:: What is required ::
Please copy out all of the material below, swapping each "instance" for "occurrence" and keeping everything else the same.

[START OF Data excerpts]

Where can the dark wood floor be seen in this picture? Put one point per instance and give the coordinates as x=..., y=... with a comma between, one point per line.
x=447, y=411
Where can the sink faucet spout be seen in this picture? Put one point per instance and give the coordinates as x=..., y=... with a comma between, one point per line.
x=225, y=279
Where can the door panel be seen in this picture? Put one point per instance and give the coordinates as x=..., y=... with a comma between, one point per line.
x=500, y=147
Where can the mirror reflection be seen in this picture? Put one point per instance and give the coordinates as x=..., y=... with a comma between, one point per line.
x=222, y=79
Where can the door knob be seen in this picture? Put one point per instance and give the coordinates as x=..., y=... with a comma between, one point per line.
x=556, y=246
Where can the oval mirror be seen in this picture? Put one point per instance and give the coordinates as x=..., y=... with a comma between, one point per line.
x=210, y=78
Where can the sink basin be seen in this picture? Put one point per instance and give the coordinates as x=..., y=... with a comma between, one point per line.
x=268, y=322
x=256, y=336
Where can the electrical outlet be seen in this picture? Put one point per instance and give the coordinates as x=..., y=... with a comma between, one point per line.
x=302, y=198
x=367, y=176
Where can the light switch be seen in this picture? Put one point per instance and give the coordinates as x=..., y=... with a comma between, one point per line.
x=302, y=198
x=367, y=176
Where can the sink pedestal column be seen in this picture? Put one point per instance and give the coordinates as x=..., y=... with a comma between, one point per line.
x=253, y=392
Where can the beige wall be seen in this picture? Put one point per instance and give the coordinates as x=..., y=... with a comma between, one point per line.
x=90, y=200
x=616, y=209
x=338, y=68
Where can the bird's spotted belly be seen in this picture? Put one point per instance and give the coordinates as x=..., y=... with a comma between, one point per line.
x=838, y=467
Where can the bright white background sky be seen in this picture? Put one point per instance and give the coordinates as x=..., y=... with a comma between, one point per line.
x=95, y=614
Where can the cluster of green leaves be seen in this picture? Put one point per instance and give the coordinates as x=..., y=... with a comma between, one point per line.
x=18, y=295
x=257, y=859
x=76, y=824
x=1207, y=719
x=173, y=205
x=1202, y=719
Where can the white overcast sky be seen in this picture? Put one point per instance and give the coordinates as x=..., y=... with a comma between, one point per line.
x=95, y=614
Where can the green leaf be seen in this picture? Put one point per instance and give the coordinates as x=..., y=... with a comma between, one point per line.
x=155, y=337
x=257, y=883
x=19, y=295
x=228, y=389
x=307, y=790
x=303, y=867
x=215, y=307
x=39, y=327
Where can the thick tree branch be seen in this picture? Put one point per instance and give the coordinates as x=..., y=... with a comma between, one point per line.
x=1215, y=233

[END OF Data excerpts]

:: Result ::
Where can the dark wood floor be seen in this picture? Put one point per occurrence and give the coordinates as x=..., y=... with a comma between, one point per line.
x=447, y=411
Where can the sink faucet spout be seen in this picture? Put one point per occurrence and give the coordinates as x=..., y=... with a comma between, one point per line.
x=225, y=279
Where can the door panel be seen in this picture? Put one point per occurrence and give the coordinates as x=..., y=... with a comma between, one point per line.
x=500, y=147
Where can the mirror reflection be seen in this picture? Put one point per occurrence and give the coordinates as x=..., y=... with a comma between, one point per line.
x=222, y=79
Where can the door knob be seen in this picture? Put one point per occurrence and give the coordinates as x=..., y=... with a comma between, one point per line.
x=556, y=246
Where can the oval mirror be seen in this picture? Put one point per occurrence and give the coordinates as x=..., y=... with a comma between, one point per line.
x=210, y=78
Where can the sink basin be seen in this picture? Put one point per occurrence and give the coordinates as x=..., y=... with a comma between, one point per line.
x=268, y=322
x=256, y=336
Where can the electrical outlet be seen in this picture? Put one point per occurrence and give the coordinates as x=..., y=... with a comma between, one point per line.
x=302, y=198
x=367, y=176
Where can the light switch be seen in this picture? Put one point per occurrence and give the coordinates as x=..., y=... with a comma between, one point per line.
x=302, y=198
x=367, y=176
Where can the sink pedestal column be seen in this picture? Put one point per occurrence and give the coordinates as x=..., y=... with a comma between, one point per line.
x=253, y=392
Where can the beige wall be seen in this picture? Put one point per occurrence and give the coordinates as x=..., y=... with a comma between, one point per line.
x=90, y=200
x=616, y=209
x=338, y=68
Where can the bird's spotted belly be seen in this picture? Put one point per occurrence and give the coordinates as x=..., y=... with a comma between, one point per line.
x=838, y=467
Where can the bright white background sky be seen in this picture? Put one point per occurrence and give the coordinates as x=..., y=... with a comma between, one point per line.
x=95, y=614
Where can the cluster of green leaves be seen in this picture? Put one point per occurrence and give the coordinates as x=..., y=... with a comma between, one point per line.
x=18, y=295
x=257, y=859
x=76, y=824
x=1207, y=719
x=173, y=205
x=1202, y=719
Where can the white overcast sky be seen in this picture? Put one point per occurrence and give the coordinates as x=..., y=... with a comma between, one point per line.
x=95, y=614
Where can the green leaf be seen in this picture? Put one point per occurrence and give the coordinates as x=..., y=... with a comma between, one point per line.
x=155, y=337
x=257, y=883
x=19, y=295
x=228, y=389
x=307, y=790
x=303, y=867
x=215, y=307
x=39, y=327
Where can the thick tree branch be seen in this picture? Put one point per occurrence and give the coordinates as x=..., y=... with a comma between, one point per line.
x=1215, y=233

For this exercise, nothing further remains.